§ SHORT TASK
Copy all of the data below word for word, leaving out any pictures.

§ INFORMATION SUPPLIED
_ _ _

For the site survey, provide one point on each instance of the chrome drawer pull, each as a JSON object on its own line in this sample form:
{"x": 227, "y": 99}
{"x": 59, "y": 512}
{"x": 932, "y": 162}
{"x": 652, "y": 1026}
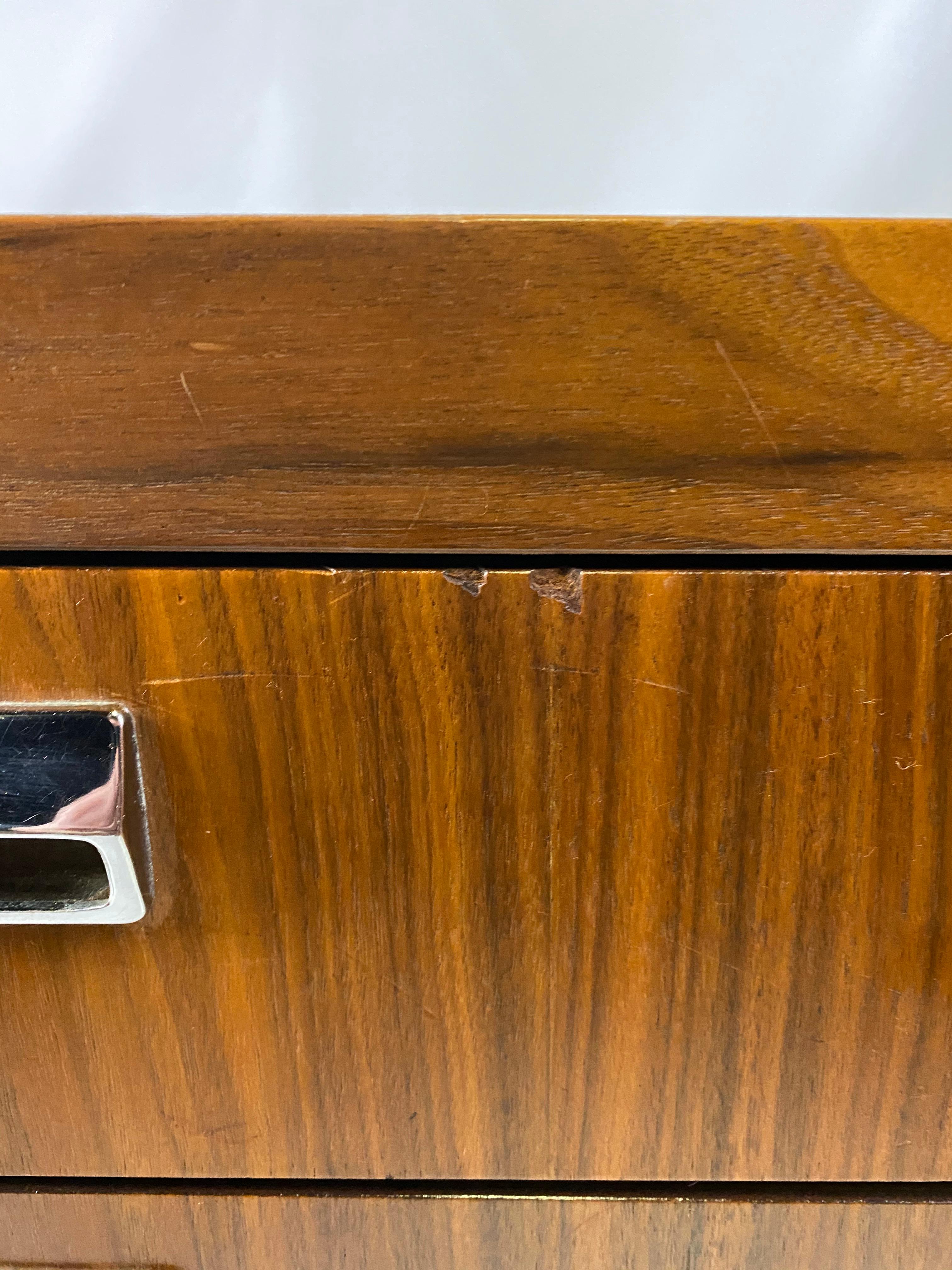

_ _ _

§ RIGHT ANSWER
For the site survey, provide one point on each instance of the chrome drawer pull, each as a JSON object on its own line in this sample form:
{"x": 227, "y": 99}
{"x": 59, "y": 512}
{"x": 932, "y": 162}
{"x": 652, "y": 1026}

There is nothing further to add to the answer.